A line bundle L on a proper scheme X over a commutative ring R is said to be ample if there is a positive integer r such that the tensor power ${\displaystyle L^{\otimes r}}$ is very ample.[12] In particular, a proper scheme over R has an ample line bundle if and only if it is projective over R. An ample line bundle on a proper scheme X over a field has positive degree on every curve in X, by the corresponding statement for very ample line bundles.

A Cartier divisor D on a proper scheme X over a field k is said to be ample if the corresponding line bundle O(D) is ample. (For example, if X is smooth over k, then a Cartier divisor can be identified with a finite linear combination of closed codimension-1 subvarieties of X with integer coefficients.)

On an arbitrary scheme X, Grothendieck defined a line bundle L to be ample if X is quasi-compact and for every point x in X there is a positive integer r and a section ${\displaystyle s\in H^{0}(X,L^{\otimes r})}$ such that s is nonzero at x and the open subscheme ${\displaystyle \{s\neq 0\}\subset X}$ is affine.[13] For example, the trivial line bundle ${\displaystyle O_{X}}$ is ample if and only if X is quasi-affine.[14] The rest of this article will concentrate on ampleness on proper schemes over a field.

Weakening the notion of "very ample" to "ample" gives a flexible concept with a wide variety of different characterizations. A first point is that tensoring high powers of an ample line bundle with any coherent sheaf whatsoever gives a sheaf with many global sections. More precisely, a line bundle L on a proper scheme X over a field (or more generally over a Noetherian ring) is ample if and only if for every coherent sheaf F on X, there is an integer s such that the sheaf ${\displaystyle F\otimes L^{\otimes r}}$ is globally generated for all ${\displaystyle r\geq s}$. Here s may depend on F.[15][16]

Another characterization of ampleness, known as the CartanSerreGrothendieck theorem, is in terms of coherent sheaf cohomology. Namely, a line bundle L on a proper scheme X over a field (or more generally over a Noetherian ring) is ample if and only if for every coherent sheaf F on X, there is an integer s such that

${\displaystyle H^{i}(X,F\otimes L^{\otimes r})=0}$

for all ${\displaystyle i>0}$ and all ${\displaystyle r\geq s}$.[17][16] In particular, high powers of an ample line bundle kill cohomology in positive degrees. This implication is called the Serre vanishing theorem, proved by Jean-Pierre Serre in his 1955 paper Faisceaux algébriques cohérents.

## Examples/Non-examples

• The trivial line bundle ${\displaystyle O_{X}}$ on a projective variety X of positive dimension is basepoint-free but not ample. More generally, for any morphism f from a projective variety X to some projective space ${\displaystyle \mathbb {P} ^{n}}$ over a field, the pullback line bundle ${\displaystyle L=f^{*}O(1)}$ is always basepoint-free, whereas L is ample if and only if the morphism f is finite (that is, all fibers of f have dimension 0 or are empty).[18]
• For an integer d, the space of sections of the line bundle O(d) over ${\displaystyle \mathbb {P} _{\mathbb {C} }^{1}}$ is the complex vector space of homogeneous polynomials of degree d in variables x,y. In particular, this space is zero for d < 0. For ${\displaystyle d\geq 0}$, the morphism to projective space given by O(d) is
${\displaystyle \mathbb {P} ^{1}\to \mathbb {P} ^{d}}$
by
${\displaystyle [x,y]\mapsto [x^{d},x^{d-1}y,\ldots ,y^{d}].}$
This is a closed immersion for ${\displaystyle d\geq 1}$, with image a rational normal curve of degree d in ${\displaystyle \mathbb {P} ^{d}}$. Therefore, O(d) is basepoint-free if and only if ${\displaystyle d\geq 0}$, and very ample if and only if ${\displaystyle d\geq 1}$. It follows that O(d) is ample if and only if ${\displaystyle d\geq 1}$.

#####

• **Directive 1**
Extract each line of the listing below that contains the string "debris".

#####

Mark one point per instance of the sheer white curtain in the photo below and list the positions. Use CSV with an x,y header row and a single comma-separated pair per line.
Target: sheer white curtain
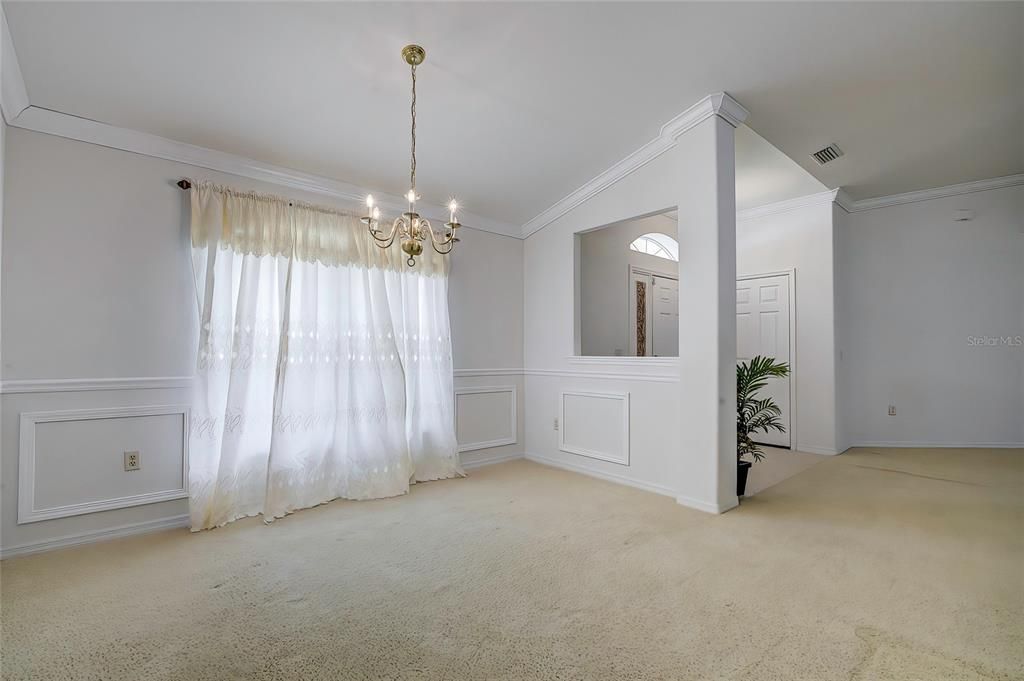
x,y
325,363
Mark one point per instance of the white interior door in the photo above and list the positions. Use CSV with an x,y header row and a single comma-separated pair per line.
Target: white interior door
x,y
763,309
666,316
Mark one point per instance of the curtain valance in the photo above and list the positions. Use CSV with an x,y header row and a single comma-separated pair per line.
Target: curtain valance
x,y
252,223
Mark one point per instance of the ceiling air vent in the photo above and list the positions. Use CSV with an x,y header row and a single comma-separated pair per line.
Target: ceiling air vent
x,y
827,154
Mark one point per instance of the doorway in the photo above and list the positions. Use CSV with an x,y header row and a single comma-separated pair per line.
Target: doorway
x,y
765,327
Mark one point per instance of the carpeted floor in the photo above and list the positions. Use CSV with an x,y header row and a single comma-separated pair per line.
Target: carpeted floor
x,y
887,564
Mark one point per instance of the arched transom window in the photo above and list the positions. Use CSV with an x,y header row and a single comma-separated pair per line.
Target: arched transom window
x,y
656,244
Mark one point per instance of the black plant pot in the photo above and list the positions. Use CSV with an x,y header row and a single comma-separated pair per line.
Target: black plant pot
x,y
742,468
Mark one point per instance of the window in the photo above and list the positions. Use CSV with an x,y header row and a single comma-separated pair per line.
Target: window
x,y
657,245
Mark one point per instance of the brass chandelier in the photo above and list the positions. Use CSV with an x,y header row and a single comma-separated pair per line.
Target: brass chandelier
x,y
412,229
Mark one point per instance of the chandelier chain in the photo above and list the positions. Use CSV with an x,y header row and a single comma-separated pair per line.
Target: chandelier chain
x,y
412,168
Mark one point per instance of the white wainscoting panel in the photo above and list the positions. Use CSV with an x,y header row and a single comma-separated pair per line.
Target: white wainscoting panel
x,y
485,417
595,425
71,462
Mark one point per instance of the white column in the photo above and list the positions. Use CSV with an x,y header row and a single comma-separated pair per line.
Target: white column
x,y
707,476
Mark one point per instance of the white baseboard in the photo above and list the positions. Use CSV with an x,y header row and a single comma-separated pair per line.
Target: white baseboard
x,y
817,450
491,459
942,445
610,477
171,522
699,505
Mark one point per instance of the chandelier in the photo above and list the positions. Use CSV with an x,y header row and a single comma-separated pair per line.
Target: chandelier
x,y
410,228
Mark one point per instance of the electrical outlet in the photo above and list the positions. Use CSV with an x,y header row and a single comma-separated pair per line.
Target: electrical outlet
x,y
132,461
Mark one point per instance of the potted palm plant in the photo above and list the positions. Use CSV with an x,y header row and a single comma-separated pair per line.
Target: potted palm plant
x,y
755,415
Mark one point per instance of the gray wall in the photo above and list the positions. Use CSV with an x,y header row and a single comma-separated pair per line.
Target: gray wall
x,y
96,284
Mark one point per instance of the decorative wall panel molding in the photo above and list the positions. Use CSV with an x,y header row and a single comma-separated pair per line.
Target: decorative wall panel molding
x,y
29,511
171,522
489,422
602,475
18,386
595,425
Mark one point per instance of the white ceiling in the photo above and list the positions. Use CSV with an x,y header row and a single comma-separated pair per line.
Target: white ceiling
x,y
521,103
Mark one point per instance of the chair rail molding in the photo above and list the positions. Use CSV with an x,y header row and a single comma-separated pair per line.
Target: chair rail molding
x,y
19,386
720,104
27,511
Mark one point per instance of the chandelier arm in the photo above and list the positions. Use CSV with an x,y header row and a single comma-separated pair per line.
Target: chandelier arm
x,y
441,241
443,251
384,242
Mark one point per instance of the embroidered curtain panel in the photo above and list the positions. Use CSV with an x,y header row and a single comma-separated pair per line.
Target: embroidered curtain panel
x,y
325,363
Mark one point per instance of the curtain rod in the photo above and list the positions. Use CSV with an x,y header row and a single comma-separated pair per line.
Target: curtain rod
x,y
185,183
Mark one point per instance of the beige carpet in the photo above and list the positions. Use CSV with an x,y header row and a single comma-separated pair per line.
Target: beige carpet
x,y
870,565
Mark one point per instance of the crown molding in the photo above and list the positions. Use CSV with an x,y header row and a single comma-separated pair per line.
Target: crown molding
x,y
819,199
720,104
13,96
936,193
126,139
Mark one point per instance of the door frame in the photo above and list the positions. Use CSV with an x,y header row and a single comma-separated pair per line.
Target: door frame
x,y
631,321
791,278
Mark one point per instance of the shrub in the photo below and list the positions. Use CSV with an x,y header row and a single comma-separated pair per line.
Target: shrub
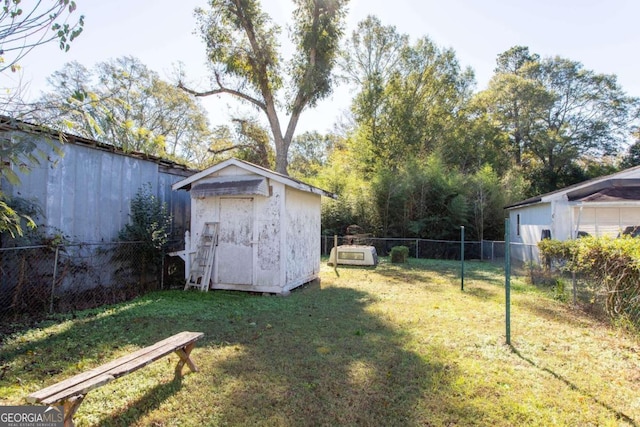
x,y
399,254
614,264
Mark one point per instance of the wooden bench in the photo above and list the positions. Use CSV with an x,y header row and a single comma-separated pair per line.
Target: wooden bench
x,y
72,391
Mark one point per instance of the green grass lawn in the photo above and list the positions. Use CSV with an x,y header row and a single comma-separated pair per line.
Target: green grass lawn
x,y
390,346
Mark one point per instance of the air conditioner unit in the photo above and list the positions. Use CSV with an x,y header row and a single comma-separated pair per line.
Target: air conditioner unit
x,y
353,255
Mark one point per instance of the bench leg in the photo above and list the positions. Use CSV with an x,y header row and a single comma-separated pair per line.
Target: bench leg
x,y
183,353
70,407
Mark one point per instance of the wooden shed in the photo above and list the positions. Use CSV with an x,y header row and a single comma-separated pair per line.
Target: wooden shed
x,y
252,229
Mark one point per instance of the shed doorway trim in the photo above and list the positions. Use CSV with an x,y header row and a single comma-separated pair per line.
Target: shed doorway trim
x,y
231,186
235,241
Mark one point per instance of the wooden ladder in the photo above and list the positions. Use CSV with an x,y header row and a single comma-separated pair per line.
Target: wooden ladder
x,y
202,264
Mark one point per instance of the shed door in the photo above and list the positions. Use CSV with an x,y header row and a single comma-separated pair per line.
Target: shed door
x,y
235,252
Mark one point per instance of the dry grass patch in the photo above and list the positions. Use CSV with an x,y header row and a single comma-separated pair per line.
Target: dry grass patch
x,y
393,346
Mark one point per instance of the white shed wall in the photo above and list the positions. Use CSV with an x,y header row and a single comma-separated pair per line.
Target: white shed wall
x,y
533,219
605,221
303,237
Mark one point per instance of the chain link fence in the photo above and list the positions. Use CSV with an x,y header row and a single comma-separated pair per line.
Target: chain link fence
x,y
39,280
485,250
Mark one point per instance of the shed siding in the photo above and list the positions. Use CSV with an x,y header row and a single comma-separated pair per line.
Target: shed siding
x,y
303,237
533,219
601,221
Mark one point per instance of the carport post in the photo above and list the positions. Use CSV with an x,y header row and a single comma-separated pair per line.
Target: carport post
x,y
507,279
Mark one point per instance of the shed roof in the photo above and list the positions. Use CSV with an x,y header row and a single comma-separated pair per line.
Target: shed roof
x,y
188,183
615,187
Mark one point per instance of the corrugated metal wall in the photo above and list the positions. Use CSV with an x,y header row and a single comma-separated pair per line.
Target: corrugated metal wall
x,y
86,192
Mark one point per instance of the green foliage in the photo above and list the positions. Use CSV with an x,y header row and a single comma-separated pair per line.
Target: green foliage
x,y
23,27
556,112
613,264
399,254
150,226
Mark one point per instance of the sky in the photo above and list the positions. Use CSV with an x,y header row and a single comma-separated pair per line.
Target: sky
x,y
603,36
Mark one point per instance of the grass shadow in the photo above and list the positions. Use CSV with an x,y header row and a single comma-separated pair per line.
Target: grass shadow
x,y
152,400
618,414
352,369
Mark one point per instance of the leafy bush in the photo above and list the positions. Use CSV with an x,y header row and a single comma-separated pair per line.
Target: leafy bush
x,y
399,254
613,264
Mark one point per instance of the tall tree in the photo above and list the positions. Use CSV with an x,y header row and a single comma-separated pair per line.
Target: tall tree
x,y
242,46
408,96
22,29
124,103
556,112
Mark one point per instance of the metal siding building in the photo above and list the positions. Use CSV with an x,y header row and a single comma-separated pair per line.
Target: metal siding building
x,y
602,206
85,188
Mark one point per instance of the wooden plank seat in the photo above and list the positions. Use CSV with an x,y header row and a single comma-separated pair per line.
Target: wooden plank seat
x,y
71,392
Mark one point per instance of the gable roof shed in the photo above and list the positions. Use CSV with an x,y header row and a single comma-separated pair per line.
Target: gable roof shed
x,y
600,206
268,237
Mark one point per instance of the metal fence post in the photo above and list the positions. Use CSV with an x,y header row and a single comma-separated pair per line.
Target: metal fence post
x,y
53,281
462,257
507,279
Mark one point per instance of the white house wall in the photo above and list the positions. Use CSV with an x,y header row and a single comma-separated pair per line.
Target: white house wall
x,y
303,237
266,268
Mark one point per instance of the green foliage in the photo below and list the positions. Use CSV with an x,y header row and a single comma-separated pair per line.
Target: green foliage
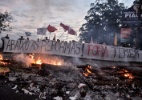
x,y
5,19
102,21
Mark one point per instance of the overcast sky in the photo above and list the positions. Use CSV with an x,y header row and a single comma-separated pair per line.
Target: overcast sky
x,y
28,15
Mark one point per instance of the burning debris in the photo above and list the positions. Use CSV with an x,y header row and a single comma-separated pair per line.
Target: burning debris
x,y
53,81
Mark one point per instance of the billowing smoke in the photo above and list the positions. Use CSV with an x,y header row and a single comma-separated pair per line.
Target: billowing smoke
x,y
24,59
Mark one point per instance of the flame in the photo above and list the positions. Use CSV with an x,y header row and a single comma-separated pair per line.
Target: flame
x,y
128,75
52,61
1,57
85,74
38,61
87,71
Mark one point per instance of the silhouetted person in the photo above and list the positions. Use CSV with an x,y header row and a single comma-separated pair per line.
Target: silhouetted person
x,y
7,37
21,38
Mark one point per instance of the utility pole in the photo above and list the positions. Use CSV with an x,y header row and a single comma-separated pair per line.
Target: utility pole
x,y
137,6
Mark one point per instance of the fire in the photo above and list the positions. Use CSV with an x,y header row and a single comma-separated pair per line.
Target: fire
x,y
128,75
87,71
38,61
52,61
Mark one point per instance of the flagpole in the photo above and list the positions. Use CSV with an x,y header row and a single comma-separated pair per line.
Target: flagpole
x,y
49,35
67,36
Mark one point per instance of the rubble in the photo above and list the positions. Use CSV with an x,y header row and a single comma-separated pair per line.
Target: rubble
x,y
84,82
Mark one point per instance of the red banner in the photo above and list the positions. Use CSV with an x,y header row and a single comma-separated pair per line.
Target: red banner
x,y
125,33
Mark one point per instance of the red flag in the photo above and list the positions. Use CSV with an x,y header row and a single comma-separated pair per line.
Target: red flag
x,y
72,32
54,38
65,27
125,33
51,28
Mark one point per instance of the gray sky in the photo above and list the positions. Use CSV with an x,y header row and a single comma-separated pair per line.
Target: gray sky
x,y
28,15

#####

• **Directive 2**
Output everything from "On an arbitrary" down to "over a field." in the ample line bundle text above, copied verbatim.

• **Finished answer 1**
Mark one point per instance of the burning debris in the photo above and list the positions. Use CSV with an x,y header row and a single comma-separated pair per line.
Target: burning debris

• **Finished answer 2**
On an arbitrary scheme X, Grothendieck defined a line bundle L to be ample if X is quasi-compact and for every point x in X there is a positive integer r and a section ${\displaystyle s\in H^{0}(X,L^{\otimes r})}$ such that s is nonzero at x and the open subscheme ${\displaystyle \{s\neq 0\}\subset X}$ is affine.[13] For example, the trivial line bundle ${\displaystyle O_{X}}$ is ample if and only if X is quasi-affine.[14] The rest of this article will concentrate on ampleness on proper schemes over a field.